### TASK DIRECTIONS
Copy out every one of the lines below word for word, leaving out the pictures.

### THE DATA
_ _ _ _

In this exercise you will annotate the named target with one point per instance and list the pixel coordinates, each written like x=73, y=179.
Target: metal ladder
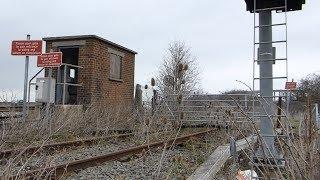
x=255, y=44
x=256, y=115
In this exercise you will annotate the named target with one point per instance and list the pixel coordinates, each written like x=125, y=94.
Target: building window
x=115, y=67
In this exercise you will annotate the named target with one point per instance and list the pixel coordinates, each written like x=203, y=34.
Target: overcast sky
x=219, y=33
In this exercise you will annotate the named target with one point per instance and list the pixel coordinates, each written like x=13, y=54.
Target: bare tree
x=179, y=73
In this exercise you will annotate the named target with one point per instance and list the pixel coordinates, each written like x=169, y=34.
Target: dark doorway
x=70, y=58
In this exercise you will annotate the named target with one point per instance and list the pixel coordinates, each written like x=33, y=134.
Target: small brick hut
x=94, y=70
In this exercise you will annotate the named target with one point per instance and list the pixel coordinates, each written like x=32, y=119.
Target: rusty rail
x=59, y=170
x=60, y=145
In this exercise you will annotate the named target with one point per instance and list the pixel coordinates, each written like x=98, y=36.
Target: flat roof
x=87, y=37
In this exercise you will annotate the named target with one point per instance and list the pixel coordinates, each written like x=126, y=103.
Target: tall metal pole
x=49, y=96
x=25, y=90
x=266, y=81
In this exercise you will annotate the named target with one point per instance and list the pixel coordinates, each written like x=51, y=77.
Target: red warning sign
x=291, y=85
x=26, y=48
x=50, y=59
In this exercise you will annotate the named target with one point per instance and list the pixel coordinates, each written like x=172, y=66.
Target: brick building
x=94, y=70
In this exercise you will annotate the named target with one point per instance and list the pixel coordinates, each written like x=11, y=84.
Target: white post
x=25, y=90
x=317, y=115
x=49, y=96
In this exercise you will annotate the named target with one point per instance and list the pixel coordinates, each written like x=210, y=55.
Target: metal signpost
x=26, y=48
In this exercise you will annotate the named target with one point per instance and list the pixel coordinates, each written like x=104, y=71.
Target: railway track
x=57, y=146
x=54, y=172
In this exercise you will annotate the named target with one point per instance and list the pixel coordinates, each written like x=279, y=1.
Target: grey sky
x=219, y=33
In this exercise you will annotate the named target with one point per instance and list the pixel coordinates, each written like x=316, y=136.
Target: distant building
x=94, y=70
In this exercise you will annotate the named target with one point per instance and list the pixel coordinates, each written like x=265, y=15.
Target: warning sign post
x=53, y=59
x=26, y=48
x=291, y=86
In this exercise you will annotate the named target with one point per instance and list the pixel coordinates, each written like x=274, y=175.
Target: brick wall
x=97, y=87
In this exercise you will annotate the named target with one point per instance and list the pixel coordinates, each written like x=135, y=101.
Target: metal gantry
x=264, y=56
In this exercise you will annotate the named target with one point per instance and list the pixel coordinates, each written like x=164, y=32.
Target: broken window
x=115, y=66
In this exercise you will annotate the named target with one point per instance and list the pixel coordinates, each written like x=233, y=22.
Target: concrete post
x=266, y=81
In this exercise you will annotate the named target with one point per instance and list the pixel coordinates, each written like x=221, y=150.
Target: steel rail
x=55, y=172
x=59, y=145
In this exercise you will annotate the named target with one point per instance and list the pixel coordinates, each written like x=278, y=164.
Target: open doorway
x=68, y=75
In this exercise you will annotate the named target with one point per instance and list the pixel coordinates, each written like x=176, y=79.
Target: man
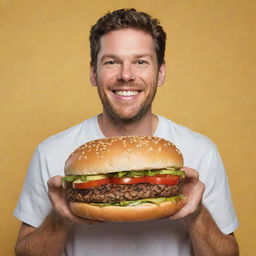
x=127, y=66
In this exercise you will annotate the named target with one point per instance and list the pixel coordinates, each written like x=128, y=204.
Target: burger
x=124, y=179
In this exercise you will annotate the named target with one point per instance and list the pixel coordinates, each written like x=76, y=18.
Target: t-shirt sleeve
x=34, y=204
x=217, y=198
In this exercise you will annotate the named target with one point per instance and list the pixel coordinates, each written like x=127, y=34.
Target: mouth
x=126, y=93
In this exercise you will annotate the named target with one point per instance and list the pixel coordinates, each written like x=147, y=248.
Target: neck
x=144, y=126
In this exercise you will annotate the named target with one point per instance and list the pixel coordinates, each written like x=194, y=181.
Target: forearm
x=49, y=239
x=206, y=237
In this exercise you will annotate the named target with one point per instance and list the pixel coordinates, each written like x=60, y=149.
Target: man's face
x=127, y=73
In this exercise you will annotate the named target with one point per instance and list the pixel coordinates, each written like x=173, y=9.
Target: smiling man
x=127, y=66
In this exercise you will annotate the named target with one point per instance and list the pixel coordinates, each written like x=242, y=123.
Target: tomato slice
x=90, y=184
x=127, y=180
x=164, y=179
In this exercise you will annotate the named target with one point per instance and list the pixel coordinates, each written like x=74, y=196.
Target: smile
x=126, y=93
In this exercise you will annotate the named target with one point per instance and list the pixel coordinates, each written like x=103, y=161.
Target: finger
x=190, y=172
x=55, y=182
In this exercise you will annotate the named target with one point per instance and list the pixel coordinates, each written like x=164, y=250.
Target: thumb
x=54, y=183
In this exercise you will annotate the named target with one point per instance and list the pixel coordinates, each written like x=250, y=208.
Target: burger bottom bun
x=141, y=212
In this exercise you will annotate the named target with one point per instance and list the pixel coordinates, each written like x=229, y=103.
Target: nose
x=126, y=73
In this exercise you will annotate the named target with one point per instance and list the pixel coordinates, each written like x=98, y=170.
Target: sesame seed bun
x=136, y=213
x=124, y=153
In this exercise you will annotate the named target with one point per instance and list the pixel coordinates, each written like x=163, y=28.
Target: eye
x=110, y=62
x=141, y=62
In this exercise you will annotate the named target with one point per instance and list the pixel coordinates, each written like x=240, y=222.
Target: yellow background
x=210, y=86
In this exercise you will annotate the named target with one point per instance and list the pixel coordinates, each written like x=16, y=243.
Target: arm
x=50, y=238
x=206, y=237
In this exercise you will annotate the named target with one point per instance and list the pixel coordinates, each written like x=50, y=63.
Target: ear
x=93, y=76
x=161, y=74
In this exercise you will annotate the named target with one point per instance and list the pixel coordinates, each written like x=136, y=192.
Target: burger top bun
x=125, y=153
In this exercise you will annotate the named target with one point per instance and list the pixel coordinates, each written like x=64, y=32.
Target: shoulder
x=66, y=141
x=184, y=136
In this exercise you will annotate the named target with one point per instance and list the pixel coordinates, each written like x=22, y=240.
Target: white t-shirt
x=158, y=237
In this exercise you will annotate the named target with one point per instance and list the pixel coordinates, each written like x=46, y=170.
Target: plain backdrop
x=210, y=86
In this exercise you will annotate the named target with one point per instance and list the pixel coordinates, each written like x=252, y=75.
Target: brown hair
x=127, y=18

_ _ _ _

### RESULT FOR THIS EXERCISE
In this exercise you will annotate the named target with one point per instance and list the pixel coordinates, each written like x=73, y=179.
Target: metal ladder
x=255, y=44
x=256, y=115
In this exercise you will annotate the named target with one point per instance and list the pixel coordinates, each written like x=125, y=94.
Target: building window
x=115, y=67
In this exercise you will annotate the named target with one point per instance and list the pixel coordinates, each written like x=203, y=34.
Target: overcast sky
x=219, y=33
In this exercise you will annotate the named target with one point per instance and list the pixel coordinates, each written like x=13, y=54.
Target: bare tree
x=179, y=73
In this exercise you will annotate the named target with one point per instance and list the pixel coordinates, each written like x=169, y=34.
Target: dark doorway
x=70, y=58
In this exercise you will annotate the named target with one point per instance and list the pixel coordinates, each written like x=33, y=134.
Target: small brick hut
x=94, y=70
In this exercise you will annotate the named target with one point per instance and list the pixel coordinates, each written like x=32, y=119.
Target: rusty rail
x=59, y=170
x=60, y=145
In this exercise you will annotate the named target with one point per instance and list the pixel coordinates, each written like x=98, y=36.
Target: flat roof
x=87, y=37
In this exercise you will annotate the named target with one point per instance and list the pixel coordinates, each written like x=126, y=103.
Target: tall metal pole
x=49, y=96
x=25, y=90
x=266, y=81
In this exercise you will annotate the named target with one point per instance and list the pixel coordinates, each written like x=51, y=77.
Target: red warning sign
x=291, y=85
x=26, y=48
x=50, y=59
In this exercise you will annotate the named target with one point per instance and list the pixel coordinates, each written like x=172, y=66.
Target: brick building
x=94, y=70
In this exercise you will annotate the named target with one point per instance and list the pixel coordinates, each written like x=11, y=84.
Target: white post
x=25, y=90
x=317, y=115
x=49, y=96
In this exercise you will annotate the named target with one point per instance and list the pixel coordinates, each written like x=210, y=55.
Target: metal signpost
x=26, y=48
In this exercise you will annotate the named target with one point per instance and list the pixel coordinates, each written like x=104, y=71.
Target: railway track
x=57, y=146
x=54, y=172
In this exercise you will annotate the named target with one point per instance and list the pixel coordinates, each written like x=279, y=1.
Target: grey sky
x=219, y=33
In this exercise you will annotate the named target with one point per instance and list the pixel coordinates, each written like x=316, y=136.
Target: distant building
x=94, y=70
In this exercise you will annotate the named target with one point per instance and list the pixel coordinates, each written like x=265, y=15.
Target: warning sign post
x=53, y=59
x=26, y=48
x=291, y=86
In this exercise you will annotate the named target with one point per instance and list the pixel coordinates, each written like x=274, y=175.
Target: brick wall
x=97, y=87
In this exercise you will annotate the named target with one point per instance and list the pixel coordinates, each written like x=135, y=101.
Target: metal gantry
x=264, y=56
In this exercise you will annotate the named target with one point per instance and list the pixel coordinates, each written like x=164, y=32.
Target: broken window
x=115, y=66
In this exercise you will annotate the named target with one point per instance and list the pixel coordinates, each written like x=233, y=22.
Target: concrete post
x=266, y=81
In this exercise you will annotate the named target with one point per instance and list the pixel coordinates, each written like x=221, y=150.
Target: steel rail
x=55, y=172
x=59, y=145
In this exercise you will annotate the named target with one point per instance and list the pixel coordinates, each written like x=278, y=164.
Target: open doorway
x=68, y=75
In this exercise you will annotate the named target with one point per instance and list the pixel coordinates, each written like x=176, y=79.
Target: man
x=127, y=66
In this exercise you will annotate the named target with one point per instance and list the pixel coordinates, each written like x=128, y=204.
Target: burger
x=124, y=179
In this exercise you will annotate the named target with one point per instance and list the pixel coordinates, each written like x=76, y=18.
Target: t-shirt sleeve
x=34, y=204
x=217, y=198
In this exercise you will annotate the named target with one point per instance and list the pixel coordinates, each written like x=127, y=34.
Target: mouth
x=126, y=93
In this exercise you will annotate the named target with one point per instance and list the pixel coordinates, each written like x=147, y=248.
Target: neck
x=144, y=126
In this exercise you will annotate the named target with one point per instance and list the pixel coordinates, each written like x=194, y=181.
Target: forearm
x=49, y=239
x=206, y=237
In this exercise you will annotate the named target with one point per instance and list the pixel coordinates, each written like x=60, y=149.
Target: man's face
x=127, y=73
In this exercise you will annotate the named target with one point per instance and list the pixel coordinates, each written like x=173, y=9.
Target: smiling man
x=127, y=66
In this exercise you will annotate the named target with one point per instance and list the pixel coordinates, each written like x=242, y=123.
Target: tomato slice
x=90, y=184
x=127, y=180
x=164, y=179
In this exercise you will annotate the named target with one point per instance and list the pixel coordinates, each written like x=74, y=196.
Target: smile
x=126, y=93
In this exercise you will annotate the named target with one point per instance and list the pixel coordinates, each written like x=103, y=161.
Target: finger
x=190, y=172
x=55, y=182
In this exercise you will annotate the named target with one point per instance and list the pixel coordinates, each written like x=164, y=250.
Target: thumb
x=54, y=183
In this exercise you will annotate the named target with one point per instance and list the pixel coordinates, each written like x=250, y=208.
Target: burger bottom bun
x=141, y=212
In this exercise you will annotate the named target with one point per instance and list the pixel coordinates, each written like x=229, y=103.
Target: nose
x=126, y=73
In this exercise you will annotate the named target with one point per instance and list the pixel coordinates, each written like x=98, y=170.
Target: sesame seed bun
x=136, y=213
x=124, y=153
In this exercise you will annotate the named target with one point per instance and list the pixel coordinates, each written like x=163, y=28.
Target: eye
x=110, y=62
x=141, y=62
In this exercise you will annotate the named target with one point per instance and list the pixel coordinates, each written like x=240, y=222.
Target: yellow background
x=210, y=86
In this exercise you will annotate the named target with one point per instance and list the pixel coordinates, each written like x=16, y=243.
Target: arm
x=50, y=238
x=206, y=237
In this exercise you will annotate the named target with one point per instance and list the pixel coordinates, each written like x=50, y=63.
Target: ear
x=93, y=76
x=161, y=74
In this exercise you will annotate the named target with one point per instance and list the pixel coordinates, each written like x=136, y=192.
Target: burger top bun
x=125, y=153
In this exercise you will annotate the named target with one point per instance and list the pixel coordinates, each written like x=64, y=32.
Target: shoulder
x=66, y=141
x=184, y=136
In this exercise you will annotate the named target with one point per instance and list the pixel coordinates, each written like x=22, y=240.
Target: white t-shirt
x=158, y=237
In this exercise you will annotate the named target with one point per instance and list the pixel coordinates, each written like x=46, y=170.
Target: plain backdrop
x=210, y=86
In this exercise you will annotate the named target with one point per instance and list the pixel coordinates, each written like x=252, y=75.
Target: brown hair
x=127, y=18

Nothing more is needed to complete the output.